◆ Exercise details
Your task is to reproduce the material exactly.

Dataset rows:

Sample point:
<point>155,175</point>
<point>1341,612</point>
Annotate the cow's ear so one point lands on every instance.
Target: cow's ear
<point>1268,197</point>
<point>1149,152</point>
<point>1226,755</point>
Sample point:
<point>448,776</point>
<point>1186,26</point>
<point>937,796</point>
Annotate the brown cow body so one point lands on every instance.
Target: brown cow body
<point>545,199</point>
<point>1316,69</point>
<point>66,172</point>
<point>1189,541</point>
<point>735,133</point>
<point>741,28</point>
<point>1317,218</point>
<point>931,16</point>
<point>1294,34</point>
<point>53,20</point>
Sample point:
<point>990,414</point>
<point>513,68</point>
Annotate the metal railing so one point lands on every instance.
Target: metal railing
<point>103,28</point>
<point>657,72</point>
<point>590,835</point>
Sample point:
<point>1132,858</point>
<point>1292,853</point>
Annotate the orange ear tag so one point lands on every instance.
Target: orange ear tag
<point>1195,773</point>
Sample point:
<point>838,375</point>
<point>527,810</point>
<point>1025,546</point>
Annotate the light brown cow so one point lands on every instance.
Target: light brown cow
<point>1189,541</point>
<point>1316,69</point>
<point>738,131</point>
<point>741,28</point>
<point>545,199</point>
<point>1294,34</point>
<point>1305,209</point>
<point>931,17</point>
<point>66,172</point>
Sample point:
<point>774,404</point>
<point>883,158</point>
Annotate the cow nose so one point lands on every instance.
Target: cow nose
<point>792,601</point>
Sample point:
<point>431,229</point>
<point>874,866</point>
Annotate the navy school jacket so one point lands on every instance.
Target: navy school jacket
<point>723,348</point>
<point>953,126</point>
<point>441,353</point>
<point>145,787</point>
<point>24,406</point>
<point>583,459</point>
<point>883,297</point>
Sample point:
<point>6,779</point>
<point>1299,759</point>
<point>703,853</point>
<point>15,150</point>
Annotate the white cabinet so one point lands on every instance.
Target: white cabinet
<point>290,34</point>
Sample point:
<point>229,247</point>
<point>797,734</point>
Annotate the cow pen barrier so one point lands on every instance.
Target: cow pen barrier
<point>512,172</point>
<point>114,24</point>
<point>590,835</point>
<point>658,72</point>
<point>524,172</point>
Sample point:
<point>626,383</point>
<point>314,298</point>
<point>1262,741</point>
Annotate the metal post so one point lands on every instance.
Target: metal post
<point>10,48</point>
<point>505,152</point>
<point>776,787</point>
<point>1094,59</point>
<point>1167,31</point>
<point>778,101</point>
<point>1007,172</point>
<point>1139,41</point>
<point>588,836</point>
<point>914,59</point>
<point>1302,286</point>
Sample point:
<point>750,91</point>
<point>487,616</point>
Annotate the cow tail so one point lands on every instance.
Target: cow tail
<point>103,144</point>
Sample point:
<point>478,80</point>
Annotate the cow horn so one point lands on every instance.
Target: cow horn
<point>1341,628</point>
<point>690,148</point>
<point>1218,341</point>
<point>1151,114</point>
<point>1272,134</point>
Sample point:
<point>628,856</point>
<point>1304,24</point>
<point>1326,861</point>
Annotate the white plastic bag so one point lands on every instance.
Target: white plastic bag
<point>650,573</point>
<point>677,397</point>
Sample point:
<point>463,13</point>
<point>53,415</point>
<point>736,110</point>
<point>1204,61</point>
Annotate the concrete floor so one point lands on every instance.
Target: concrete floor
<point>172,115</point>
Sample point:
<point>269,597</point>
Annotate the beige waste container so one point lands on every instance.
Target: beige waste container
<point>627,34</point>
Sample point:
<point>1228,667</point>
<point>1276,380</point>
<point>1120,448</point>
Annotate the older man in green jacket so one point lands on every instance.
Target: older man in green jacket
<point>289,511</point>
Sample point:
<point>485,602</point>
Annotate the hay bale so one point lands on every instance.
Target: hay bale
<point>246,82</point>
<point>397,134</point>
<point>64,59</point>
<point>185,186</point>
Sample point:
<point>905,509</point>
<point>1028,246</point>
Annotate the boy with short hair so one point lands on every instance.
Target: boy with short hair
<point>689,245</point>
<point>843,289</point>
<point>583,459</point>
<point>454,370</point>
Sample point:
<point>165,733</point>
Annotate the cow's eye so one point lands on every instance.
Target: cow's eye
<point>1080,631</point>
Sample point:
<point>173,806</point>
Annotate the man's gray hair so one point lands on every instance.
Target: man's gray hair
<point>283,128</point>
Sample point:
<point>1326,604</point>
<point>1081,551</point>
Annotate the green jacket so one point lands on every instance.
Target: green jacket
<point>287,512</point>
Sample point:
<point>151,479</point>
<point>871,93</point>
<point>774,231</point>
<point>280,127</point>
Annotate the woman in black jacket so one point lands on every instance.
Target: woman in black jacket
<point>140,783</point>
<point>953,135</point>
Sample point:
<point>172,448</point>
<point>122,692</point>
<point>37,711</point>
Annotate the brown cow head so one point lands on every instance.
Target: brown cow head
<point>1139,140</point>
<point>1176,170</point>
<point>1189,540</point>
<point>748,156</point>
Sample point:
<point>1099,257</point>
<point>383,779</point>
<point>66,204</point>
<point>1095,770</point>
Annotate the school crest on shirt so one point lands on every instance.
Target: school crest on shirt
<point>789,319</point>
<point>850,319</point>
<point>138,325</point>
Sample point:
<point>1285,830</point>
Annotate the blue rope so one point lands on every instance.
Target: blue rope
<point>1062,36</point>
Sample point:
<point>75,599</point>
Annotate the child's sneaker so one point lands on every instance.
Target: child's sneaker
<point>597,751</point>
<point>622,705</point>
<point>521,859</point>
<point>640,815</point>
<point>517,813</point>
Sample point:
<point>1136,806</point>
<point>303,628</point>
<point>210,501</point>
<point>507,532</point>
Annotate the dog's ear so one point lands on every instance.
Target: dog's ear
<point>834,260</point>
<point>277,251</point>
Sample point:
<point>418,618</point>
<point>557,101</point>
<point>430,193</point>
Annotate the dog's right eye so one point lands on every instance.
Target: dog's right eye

◆ Expected answer
Sample point:
<point>155,175</point>
<point>1341,612</point>
Annotate the cow's ear so one point lands on every instance.
Target: cow's ear
<point>1268,197</point>
<point>1149,152</point>
<point>1226,755</point>
Sample point:
<point>448,776</point>
<point>1186,26</point>
<point>937,796</point>
Annotate the brown cow body so one point lands on every instance.
Target: brown cow body
<point>545,199</point>
<point>1316,69</point>
<point>66,172</point>
<point>1189,541</point>
<point>735,133</point>
<point>741,28</point>
<point>1317,218</point>
<point>931,16</point>
<point>1294,34</point>
<point>53,20</point>
Sample point:
<point>990,414</point>
<point>513,68</point>
Annotate the metal railing so one point lands on every instance.
Target: metal railing
<point>103,28</point>
<point>657,72</point>
<point>590,835</point>
Sample point:
<point>1132,858</point>
<point>1292,853</point>
Annotate the orange ear tag so one point lands on every instance.
Target: orange ear tag
<point>1195,773</point>
Sample point:
<point>838,375</point>
<point>527,810</point>
<point>1025,546</point>
Annotate the light brown cow so one point lands on every instance.
Target: light brown cow
<point>1189,541</point>
<point>1316,69</point>
<point>738,131</point>
<point>741,28</point>
<point>545,199</point>
<point>1294,34</point>
<point>1305,209</point>
<point>931,17</point>
<point>66,172</point>
Sample point:
<point>774,404</point>
<point>883,158</point>
Annotate the cow nose so one point lands on every instance.
Target: cow nose
<point>792,601</point>
Sample point:
<point>431,229</point>
<point>874,866</point>
Annotate the navy school jacket so one point lands on every instance.
Target: navy school jacket
<point>723,348</point>
<point>953,126</point>
<point>441,353</point>
<point>145,787</point>
<point>24,406</point>
<point>583,459</point>
<point>883,297</point>
Sample point:
<point>6,779</point>
<point>1299,759</point>
<point>703,853</point>
<point>15,150</point>
Annotate the white cabinet so one point lands on every instance.
Target: white cabinet
<point>290,34</point>
Sample point:
<point>229,247</point>
<point>797,734</point>
Annotate the cow pen barrier so one point lands on every instance.
Target: cow pen barrier
<point>512,172</point>
<point>114,24</point>
<point>590,835</point>
<point>658,72</point>
<point>524,172</point>
Sample point:
<point>626,383</point>
<point>314,298</point>
<point>1262,741</point>
Annotate the metal post so one point lands on every instance.
Target: metal post
<point>10,48</point>
<point>505,152</point>
<point>776,787</point>
<point>1094,59</point>
<point>1167,31</point>
<point>778,101</point>
<point>1007,172</point>
<point>1139,41</point>
<point>588,836</point>
<point>914,59</point>
<point>1302,286</point>
Sample point:
<point>750,91</point>
<point>487,616</point>
Annotate the cow tail so one point lands on every instance.
Target: cow tail
<point>103,144</point>
Sample point:
<point>478,80</point>
Annotate the cow horn so one point lands on every instance.
Target: cow horn
<point>1341,628</point>
<point>690,148</point>
<point>1218,341</point>
<point>1151,114</point>
<point>1272,134</point>
Sample point:
<point>628,856</point>
<point>1304,24</point>
<point>1326,861</point>
Annotate the white plastic bag so one point lands on every instance.
Target: white plastic bag
<point>650,573</point>
<point>677,397</point>
Sample point:
<point>463,13</point>
<point>53,415</point>
<point>736,110</point>
<point>1204,61</point>
Annotate the concrete floor so one point lands on every instance.
Target: concrete floor
<point>172,115</point>
Sample point:
<point>269,597</point>
Annotate the beige waste container so one point lands on every instance.
Target: beige waste container
<point>627,34</point>
Sample point:
<point>1228,667</point>
<point>1276,380</point>
<point>1120,448</point>
Annotate the older man in green jacket so one point lands on every instance.
Target: older man in green jacket
<point>289,511</point>
Sample point:
<point>485,602</point>
Annotate the hay bale so one point lands on every instance.
Target: hay bale
<point>246,82</point>
<point>397,134</point>
<point>64,59</point>
<point>185,186</point>
Sample point:
<point>905,509</point>
<point>1028,246</point>
Annotate the boy with short hair so one point lands on every instance.
Target: boy with short hair
<point>689,245</point>
<point>843,289</point>
<point>583,459</point>
<point>454,370</point>
Sample point:
<point>165,733</point>
Annotate the cow's eye so one point lands on every instance.
Target: cow's eye
<point>1080,631</point>
Sample point:
<point>173,806</point>
Annotate the man's gray hair so one point lands on every instance.
Target: man's gray hair
<point>283,128</point>
Sample point:
<point>1326,604</point>
<point>1081,551</point>
Annotate the green jacket so one point lands on every instance.
Target: green jacket
<point>287,512</point>
Sample point:
<point>151,479</point>
<point>871,93</point>
<point>774,231</point>
<point>280,127</point>
Annotate the woman in black jacket so one point lands on every instance.
Target: woman in black jacket
<point>140,783</point>
<point>953,135</point>
Sample point:
<point>172,448</point>
<point>122,692</point>
<point>37,711</point>
Annotate the brown cow head so one point lands on every instance.
Target: brown cow head
<point>1139,140</point>
<point>1176,170</point>
<point>1189,540</point>
<point>748,156</point>
Sample point:
<point>1099,257</point>
<point>383,779</point>
<point>66,204</point>
<point>1095,770</point>
Annotate the school crest on shirt so one point lands on every instance.
Target: school crest on shirt
<point>789,319</point>
<point>850,319</point>
<point>138,325</point>
Sample point:
<point>1285,830</point>
Annotate the blue rope so one point lands on every instance.
Target: blue rope
<point>1062,36</point>
Sample point:
<point>75,599</point>
Annotate the child's sneaker so one point lands on every instance.
Target: child's sneaker
<point>597,751</point>
<point>622,705</point>
<point>521,859</point>
<point>640,815</point>
<point>517,813</point>
Sample point:
<point>1136,806</point>
<point>303,628</point>
<point>210,501</point>
<point>507,532</point>
Annotate the dog's ear so one point lands on every instance.
Target: dog's ear
<point>834,260</point>
<point>277,251</point>
Sample point:
<point>418,618</point>
<point>557,101</point>
<point>430,193</point>
Annotate the dog's right eye so one point lands on every instance.
Target: dog's right eye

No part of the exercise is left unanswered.